**Extrait du texte**
━━━━━━━━━━━━━━━━━━━━━━━━━━━━━━
Un licenciement abusif :

* la S.A.M. FIDINAM a abusé de son droit de résiliation unilatéral,

* dès lors, ayant commis une faute, elle doit réparer le dommage qui en est résulté,

* le licenciement de Monsieur c. D. procède d'un motif fallacieux, lequel caractérise à lui seul l'abus par la société FIDINAM de son droit,

* les circonstances mêmes de la rupture ne sont pas acceptables,

* Monsieur c. D. a été licencié parce que Monsieur Tito T. n'a pas accepté le nouveau départ en congé maternité de Madame Sophie G.

* Monsieur Tito T. a agi sur un coup de tête et en outre avec brutalité,

* Madame Sophie G. a fait connaître sa nouvelle grossesse le 25 juin 2015,

* si Madame Sophie G. se voyait annoncer, le 30 juin 2015 et dans un premier temps, son licenciement, son statut protecteur ayant conduit dans un second temps l'employeur à se raviser, pour sa part, Monsieur c. D. n'a été informé de son licenciement que le 23 juillet 2015, alors que rien ne pouvait laisser présager une telle issue à sa collaboration avec la société FIDINAM,

* jusqu'à cette date et malgré ses demandes, il a été laissé dans l'expectative,

* Monsieur c. D. a tout bonnement été victime de la colère de Monsieur Tito T.

* évacuant le caractère économique du licenciement, puis collectif en renonçant à licencier Madame Sophie G. la société FIDINAM s'est soustraite à diverses obligations,

* Monsieur c. D. avait quitté Londres pour s'engager pleinement dans ses nouvelles fonctions,

* Monsieur c. D. désormais âgé de 49 ans, est divorcé et père de deux enfants, en sorte que son brutal licenciement l'a placé dans une situation financière des plus délicates au regard des charges pesant sur lui,

* Monsieur c. D. est suivi depuis son licenciement pour des troubles anxio-dépressifs réactionnels à celui-ci,

* Monsieur c. D. n'a jamais été convoqué à un entretien préalable,

* il a subi un préjudice moral et financier considérable.
━━━━━━━━━━━━━━━━━━━━━━━━━━━━━━
**Enregistrements fournis**

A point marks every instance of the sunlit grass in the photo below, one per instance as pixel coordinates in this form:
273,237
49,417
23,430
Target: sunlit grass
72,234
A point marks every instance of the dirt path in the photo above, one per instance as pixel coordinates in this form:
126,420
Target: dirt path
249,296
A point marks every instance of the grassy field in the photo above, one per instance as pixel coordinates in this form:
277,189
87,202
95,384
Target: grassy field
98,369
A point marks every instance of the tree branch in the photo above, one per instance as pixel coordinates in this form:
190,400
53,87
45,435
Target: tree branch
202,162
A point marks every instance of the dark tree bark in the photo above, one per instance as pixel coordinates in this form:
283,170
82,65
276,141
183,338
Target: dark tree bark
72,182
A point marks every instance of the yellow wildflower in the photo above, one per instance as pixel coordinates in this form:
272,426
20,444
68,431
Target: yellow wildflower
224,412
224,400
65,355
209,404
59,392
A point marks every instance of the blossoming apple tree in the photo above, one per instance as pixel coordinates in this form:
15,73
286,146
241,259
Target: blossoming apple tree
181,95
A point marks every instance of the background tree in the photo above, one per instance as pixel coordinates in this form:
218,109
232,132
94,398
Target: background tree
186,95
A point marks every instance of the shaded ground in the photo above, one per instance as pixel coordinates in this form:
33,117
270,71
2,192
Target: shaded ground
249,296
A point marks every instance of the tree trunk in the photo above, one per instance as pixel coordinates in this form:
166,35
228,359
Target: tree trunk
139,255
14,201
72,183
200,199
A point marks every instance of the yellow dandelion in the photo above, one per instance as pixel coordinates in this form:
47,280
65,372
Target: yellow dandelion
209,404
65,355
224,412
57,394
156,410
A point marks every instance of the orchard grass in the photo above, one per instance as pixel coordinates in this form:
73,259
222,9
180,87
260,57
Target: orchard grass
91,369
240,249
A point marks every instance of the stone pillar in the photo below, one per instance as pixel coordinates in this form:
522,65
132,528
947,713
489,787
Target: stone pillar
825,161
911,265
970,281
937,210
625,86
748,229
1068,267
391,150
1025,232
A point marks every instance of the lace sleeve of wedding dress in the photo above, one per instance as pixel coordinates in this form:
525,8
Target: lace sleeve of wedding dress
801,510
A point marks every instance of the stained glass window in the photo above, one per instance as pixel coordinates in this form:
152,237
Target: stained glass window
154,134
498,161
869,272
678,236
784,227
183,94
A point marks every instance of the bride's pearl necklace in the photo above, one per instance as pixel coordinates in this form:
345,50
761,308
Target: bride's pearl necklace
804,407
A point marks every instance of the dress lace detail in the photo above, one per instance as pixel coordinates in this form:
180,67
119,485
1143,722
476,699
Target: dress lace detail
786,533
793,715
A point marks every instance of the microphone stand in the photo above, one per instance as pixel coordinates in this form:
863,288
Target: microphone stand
━━━━━━━━━━━━━━━━━━━━━━━━━━━━━━
**Consigne 1**
D'après le texte sur le licenciement abusif, à quelle date Monsieur c. D. a-t-il été informé de son licenciement ?
**Consigne 2**
Rédigez la suite du texte sur le licenciement abusif, en commençant après sa dernière phrase.

**Réponse 1**
Le 23 juillet 2015.

**Réponse 2**
La S.A.M. FIDINAM a déposé des conclusions les 2 juin et 1er décembre 2016 et 2 mars 2017 dans lesquelles elle s'oppose aux prétentions émises à son encontre et soutient essentiellement que :

* le 23 juillet 2015, Monsieur c. D. a été informé lors d'un entretien préalable de la décision de procéder à son licenciement,

* le Tribunal n'a donc pas à se pencher sur le motif de la rupture quand aucun n'est invoqué par l'employeur,

* la S.A.M. FIDINAM a respecté les droits de Monsieur c. D. qui a bénéficié d'un préavis exécuté et rémunéré, et a perçu l'indemnité de licenciement prévue par la loi,

* Monsieur c. D. conteste la tenue de cet entretien préalable bien tardivement,

* le Tribunal n'apprécie pas la validité du motif de licenciement en l'état du paiement effectif de l'indemnité prévue à l'article 2 de la loi n° 845 du 27 juin 1968,

* il prétend être à ce jour sans emploi, sans produire aucun document à l'appui de son allégation,

* il a travaillé en 2016 pour la société VALMONT RIVIERA, ce qu'il ne mentionne pas dans le cadre du présent débat,

* le demandeur ne démontre pas que les troubles anxio-dépressifs qu'il invoque seraient en lien avec la mesure de licenciement,

* le licenciement de Monsieur c. D. n'est pas fondé sur un motif économique, mais bel et bien sur un motif inhérent à sa personne que la S.A.M. FIDINAM s'est gardé d'invoquer,

* la S.A.M. FIDINAM n'a pas violé les dispositions de la loi n° 629 du 17 juillet 1957 en licenciant Monsieur c. D. qui était domicilié hors de Monaco et des communes limitrophes et justifiait d'une ancienneté moins importante que sa collègue, Madame Sophie G. laquelle est salariée depuis 2007 et habite Beausoleil,

* en matière de licenciement économique individuel, aucune disposition légale n'impose à un employeur d'obligation de reclassement à l'égard de son salarié licencié,

* Monsieur c. D. ne démontre pas une quelconque brutalité dans la mise en œuvre de son licenciement,

* aucune forme n'est exigée en droit monégasque pour la convocation à un entretien préalable,

* Monsieur c. D. savait qu'il allait être licencié dès le 7 juillet 2015, soit près d'un mois avant son licenciement,

* avant d'être embauché par la S.A.M. FIDINAM, Monsieur c. D. était sans emploi depuis novembre 2012, ainsi qu'il est mentionné sur son curriculum vitae.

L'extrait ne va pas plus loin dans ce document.